- _Instructions to follow_
What appears from the line containing "Can you spot the cactus plant" to the end of the listing below should be copied exactly, with no other lines.

- _Data records_
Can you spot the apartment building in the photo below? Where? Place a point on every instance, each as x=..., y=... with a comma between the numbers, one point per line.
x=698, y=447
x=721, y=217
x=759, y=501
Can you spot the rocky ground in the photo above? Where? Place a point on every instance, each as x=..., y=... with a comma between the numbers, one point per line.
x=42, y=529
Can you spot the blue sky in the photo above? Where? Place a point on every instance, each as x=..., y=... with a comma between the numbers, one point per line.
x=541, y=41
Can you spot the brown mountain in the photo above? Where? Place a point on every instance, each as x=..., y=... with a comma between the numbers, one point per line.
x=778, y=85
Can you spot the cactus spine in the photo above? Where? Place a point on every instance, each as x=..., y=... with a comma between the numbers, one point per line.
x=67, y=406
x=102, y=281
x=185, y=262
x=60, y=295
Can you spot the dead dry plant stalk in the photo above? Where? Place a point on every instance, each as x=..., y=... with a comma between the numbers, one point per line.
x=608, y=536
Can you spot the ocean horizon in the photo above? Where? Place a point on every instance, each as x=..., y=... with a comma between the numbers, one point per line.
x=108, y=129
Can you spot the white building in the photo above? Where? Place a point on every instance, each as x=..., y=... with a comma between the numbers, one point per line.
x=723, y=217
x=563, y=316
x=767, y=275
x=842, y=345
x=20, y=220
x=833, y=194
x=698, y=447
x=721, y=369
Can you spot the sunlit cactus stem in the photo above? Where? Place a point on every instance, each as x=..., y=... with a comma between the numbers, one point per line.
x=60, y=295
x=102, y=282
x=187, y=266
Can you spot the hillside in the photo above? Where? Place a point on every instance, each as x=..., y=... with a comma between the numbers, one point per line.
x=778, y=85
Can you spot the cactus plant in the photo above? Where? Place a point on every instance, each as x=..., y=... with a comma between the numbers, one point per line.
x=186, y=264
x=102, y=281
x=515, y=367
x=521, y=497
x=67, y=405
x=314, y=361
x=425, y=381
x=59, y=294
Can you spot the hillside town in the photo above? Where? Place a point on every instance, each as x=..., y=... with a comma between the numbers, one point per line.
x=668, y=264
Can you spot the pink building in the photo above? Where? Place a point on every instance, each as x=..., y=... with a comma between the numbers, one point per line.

- _Solution for this exercise_
Can you spot the cactus plant in the photo above? Where? Place a point on every instance, each as x=..., y=... with a comma between the numbers, one point per line.
x=186, y=264
x=102, y=281
x=515, y=367
x=521, y=497
x=67, y=405
x=314, y=361
x=425, y=381
x=59, y=294
Can you spot the hillside town in the photo above? Where? Place a point on every instance, each as x=..., y=... with a comma between the numbers, one point per line.
x=668, y=264
Can you spot the pink building in the photo above? Where? Place a point on every instance, each as x=..., y=... with a comma between the numbers, one point per line.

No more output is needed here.